Problem to work on:
Write out the full listing exactly as given, minus the images.

Dataset records:
####

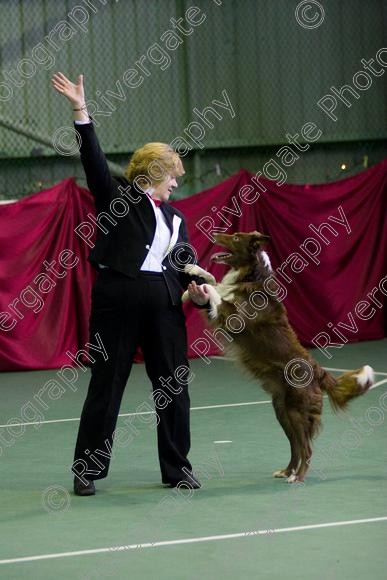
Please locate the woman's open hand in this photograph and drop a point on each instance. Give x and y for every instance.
(74, 92)
(198, 294)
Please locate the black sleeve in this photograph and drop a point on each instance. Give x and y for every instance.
(189, 257)
(98, 176)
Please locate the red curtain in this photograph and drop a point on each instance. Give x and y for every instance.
(45, 306)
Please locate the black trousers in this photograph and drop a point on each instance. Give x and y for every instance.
(126, 314)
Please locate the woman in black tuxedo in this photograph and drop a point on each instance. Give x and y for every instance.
(140, 252)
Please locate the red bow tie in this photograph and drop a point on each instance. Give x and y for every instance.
(157, 202)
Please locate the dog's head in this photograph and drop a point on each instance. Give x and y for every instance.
(243, 249)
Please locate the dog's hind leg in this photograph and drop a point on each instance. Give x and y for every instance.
(283, 420)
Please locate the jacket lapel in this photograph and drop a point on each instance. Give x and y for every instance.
(173, 222)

####

Exercise output:
Please locate the woman's open hand in this photograph and drop a point on each instance. Give x and y for every instance.
(74, 92)
(198, 294)
Please locate the black sleeve in this photograph and drop a point on each instance. Give x and y for every instance.
(189, 257)
(98, 176)
Please locate the red curtain in this photograph and drop a point on each instance. Give x and y for every instance.
(45, 306)
Please locate the black trousers in this photograph and drop a point on each instance. Give x and y for every instance.
(126, 314)
Please locate the woman in black tuxedo in this photograph and drop a point on each instance. Give x and y for every instance.
(140, 252)
Please locate the red bow tie in this photograph and drop a point on each instance. Give x and y for every instance.
(157, 202)
Please locate the dog's head in this photograph and drop a point on each instance. Give x and y for every instance.
(243, 249)
Please locate the dog's hind leg in this photograph and drop a point on each instance. Give x and y for every instance.
(283, 420)
Please locate the jacket lapel in this photograph and drop a point on each instance. Give x and y for every instance.
(173, 222)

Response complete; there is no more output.